• JOB: List each either-or choice that the blog post about boxes offers as an example of a box people are told they fit into.

Monday, December 17, 2007

Boxes

I resonate with Tim when he explained one of the reasons why their blog had turned into a place to post pictures of their son was that when he finally sat down to relax after a long day, it was hard to write lengthy tomes of worthy subjects. Life is tiring...parenting is tiring; especially when you have work and school going on. Well, now that classes are behind me, I would love to visit (or re-visit) some topics of great importance to me, and I'm hoping to be energized by the writing of them. Maybe others will be interested in them, maybe not. Either way it's a quest I've started on and don't see myself ending any time soon. This blog is about something I've become very passionate about, especially in the last few years...boxes.


What box do you fit in? Most of us, since birth, have been told we fit into some kind of box? Are you rich or poor, are you rational or emotional, are you an optimist or a pessimist, are you Type A or Type B personality? And not only do we fit in some kind of box, but if we would like to be different than what that boxes defines us as, we are told we are abnormal or insufficient. Boxes are safe though because at least in it you know exactly who you are, or rather who you’re supposed to be. In a box though it's hard to see beyond itself, and it's even harder sometimes to get out of one box and into another...or even abandon the box altogether.

• STORED ROWS:
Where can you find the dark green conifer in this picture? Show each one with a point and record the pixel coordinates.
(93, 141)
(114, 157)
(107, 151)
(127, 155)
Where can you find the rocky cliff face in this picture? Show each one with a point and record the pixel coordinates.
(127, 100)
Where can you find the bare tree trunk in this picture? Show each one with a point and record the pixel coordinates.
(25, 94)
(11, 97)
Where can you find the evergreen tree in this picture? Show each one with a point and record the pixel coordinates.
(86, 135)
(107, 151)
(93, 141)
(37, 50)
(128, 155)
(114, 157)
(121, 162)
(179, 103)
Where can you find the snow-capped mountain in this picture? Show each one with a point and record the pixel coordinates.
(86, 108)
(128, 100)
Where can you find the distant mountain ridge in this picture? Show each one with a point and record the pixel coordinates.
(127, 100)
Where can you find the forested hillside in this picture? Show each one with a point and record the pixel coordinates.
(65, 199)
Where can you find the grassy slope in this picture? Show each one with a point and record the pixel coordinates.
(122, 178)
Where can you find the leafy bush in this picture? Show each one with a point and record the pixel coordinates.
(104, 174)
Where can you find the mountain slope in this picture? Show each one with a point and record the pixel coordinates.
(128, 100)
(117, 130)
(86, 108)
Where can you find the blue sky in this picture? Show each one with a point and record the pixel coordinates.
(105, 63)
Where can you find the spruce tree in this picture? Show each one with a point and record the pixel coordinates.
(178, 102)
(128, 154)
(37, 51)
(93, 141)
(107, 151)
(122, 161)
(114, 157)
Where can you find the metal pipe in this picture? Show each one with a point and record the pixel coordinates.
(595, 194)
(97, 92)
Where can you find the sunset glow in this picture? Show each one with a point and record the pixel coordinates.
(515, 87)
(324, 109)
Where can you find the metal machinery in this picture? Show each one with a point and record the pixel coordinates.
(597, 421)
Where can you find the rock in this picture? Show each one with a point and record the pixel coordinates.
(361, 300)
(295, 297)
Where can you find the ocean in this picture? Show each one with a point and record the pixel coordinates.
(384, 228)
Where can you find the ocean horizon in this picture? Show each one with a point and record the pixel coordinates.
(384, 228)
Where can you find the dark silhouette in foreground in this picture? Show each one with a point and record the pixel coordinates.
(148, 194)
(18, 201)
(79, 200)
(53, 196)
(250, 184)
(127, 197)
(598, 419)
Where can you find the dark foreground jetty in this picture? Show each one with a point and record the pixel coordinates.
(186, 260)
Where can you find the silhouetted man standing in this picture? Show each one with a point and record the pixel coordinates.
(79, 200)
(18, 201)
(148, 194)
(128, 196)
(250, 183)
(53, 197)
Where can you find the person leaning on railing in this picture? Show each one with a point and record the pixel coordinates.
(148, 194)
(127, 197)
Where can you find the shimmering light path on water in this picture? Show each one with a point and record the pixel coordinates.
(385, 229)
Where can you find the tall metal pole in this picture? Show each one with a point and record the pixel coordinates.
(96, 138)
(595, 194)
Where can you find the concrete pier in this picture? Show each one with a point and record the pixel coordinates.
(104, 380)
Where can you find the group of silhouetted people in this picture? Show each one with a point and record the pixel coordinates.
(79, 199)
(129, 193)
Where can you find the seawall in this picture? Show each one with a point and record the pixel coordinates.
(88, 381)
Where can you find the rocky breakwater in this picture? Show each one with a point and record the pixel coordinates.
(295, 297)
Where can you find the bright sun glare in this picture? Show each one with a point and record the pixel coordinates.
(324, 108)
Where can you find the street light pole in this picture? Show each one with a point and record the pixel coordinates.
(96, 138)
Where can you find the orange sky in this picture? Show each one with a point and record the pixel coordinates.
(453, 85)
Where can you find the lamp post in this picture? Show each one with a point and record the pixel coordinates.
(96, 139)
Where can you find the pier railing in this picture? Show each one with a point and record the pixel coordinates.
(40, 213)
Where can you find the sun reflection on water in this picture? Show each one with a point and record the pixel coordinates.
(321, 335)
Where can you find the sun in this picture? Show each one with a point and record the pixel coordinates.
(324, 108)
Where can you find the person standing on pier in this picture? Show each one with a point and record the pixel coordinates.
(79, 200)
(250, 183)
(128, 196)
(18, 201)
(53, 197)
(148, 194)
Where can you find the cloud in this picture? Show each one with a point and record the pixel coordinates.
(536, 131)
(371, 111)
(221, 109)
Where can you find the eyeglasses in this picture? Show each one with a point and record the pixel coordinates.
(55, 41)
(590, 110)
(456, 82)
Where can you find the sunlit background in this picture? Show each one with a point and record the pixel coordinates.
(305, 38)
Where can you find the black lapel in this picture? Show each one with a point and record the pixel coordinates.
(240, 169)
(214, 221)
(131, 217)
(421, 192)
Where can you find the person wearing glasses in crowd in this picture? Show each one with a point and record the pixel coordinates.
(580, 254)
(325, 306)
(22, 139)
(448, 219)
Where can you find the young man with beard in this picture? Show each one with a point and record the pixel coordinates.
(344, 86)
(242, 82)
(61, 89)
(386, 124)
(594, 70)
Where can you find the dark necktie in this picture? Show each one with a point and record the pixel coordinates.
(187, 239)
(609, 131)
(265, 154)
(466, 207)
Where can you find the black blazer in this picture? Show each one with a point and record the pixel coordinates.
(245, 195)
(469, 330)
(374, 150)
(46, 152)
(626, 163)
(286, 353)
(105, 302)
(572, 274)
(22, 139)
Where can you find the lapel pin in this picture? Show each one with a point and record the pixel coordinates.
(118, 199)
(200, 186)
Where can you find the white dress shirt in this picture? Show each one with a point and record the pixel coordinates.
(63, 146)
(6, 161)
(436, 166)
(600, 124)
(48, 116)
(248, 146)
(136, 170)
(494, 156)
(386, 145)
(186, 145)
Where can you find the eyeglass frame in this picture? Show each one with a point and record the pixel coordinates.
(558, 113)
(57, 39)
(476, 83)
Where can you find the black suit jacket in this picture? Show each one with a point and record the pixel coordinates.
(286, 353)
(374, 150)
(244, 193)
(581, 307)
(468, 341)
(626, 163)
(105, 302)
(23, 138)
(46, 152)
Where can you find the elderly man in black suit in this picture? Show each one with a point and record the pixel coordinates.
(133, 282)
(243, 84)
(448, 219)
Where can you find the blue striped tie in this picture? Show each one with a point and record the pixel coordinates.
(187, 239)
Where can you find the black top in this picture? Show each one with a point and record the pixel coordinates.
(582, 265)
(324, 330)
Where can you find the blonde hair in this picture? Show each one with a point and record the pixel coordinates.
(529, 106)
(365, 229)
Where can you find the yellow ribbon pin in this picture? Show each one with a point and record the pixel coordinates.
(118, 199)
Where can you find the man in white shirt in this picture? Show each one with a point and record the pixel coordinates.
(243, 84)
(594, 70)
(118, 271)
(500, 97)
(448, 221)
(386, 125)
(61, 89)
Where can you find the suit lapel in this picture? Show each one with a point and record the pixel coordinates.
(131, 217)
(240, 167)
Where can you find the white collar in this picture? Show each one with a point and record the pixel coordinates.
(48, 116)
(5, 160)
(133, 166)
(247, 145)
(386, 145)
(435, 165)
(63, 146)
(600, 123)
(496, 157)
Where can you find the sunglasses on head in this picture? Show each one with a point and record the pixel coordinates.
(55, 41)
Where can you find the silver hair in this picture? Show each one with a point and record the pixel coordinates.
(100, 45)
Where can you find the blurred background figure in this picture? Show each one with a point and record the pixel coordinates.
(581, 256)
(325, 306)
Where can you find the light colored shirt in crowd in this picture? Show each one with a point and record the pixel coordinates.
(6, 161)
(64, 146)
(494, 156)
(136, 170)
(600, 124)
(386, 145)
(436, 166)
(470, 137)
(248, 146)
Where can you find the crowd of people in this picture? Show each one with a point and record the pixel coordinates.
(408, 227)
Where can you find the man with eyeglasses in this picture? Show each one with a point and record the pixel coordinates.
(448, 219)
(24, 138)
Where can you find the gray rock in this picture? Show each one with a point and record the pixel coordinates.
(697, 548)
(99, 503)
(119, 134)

• ANSWER BELOW:
- rich or poor
- rational or emotional
- an optimist or a pessimist
- Type A or Type B personality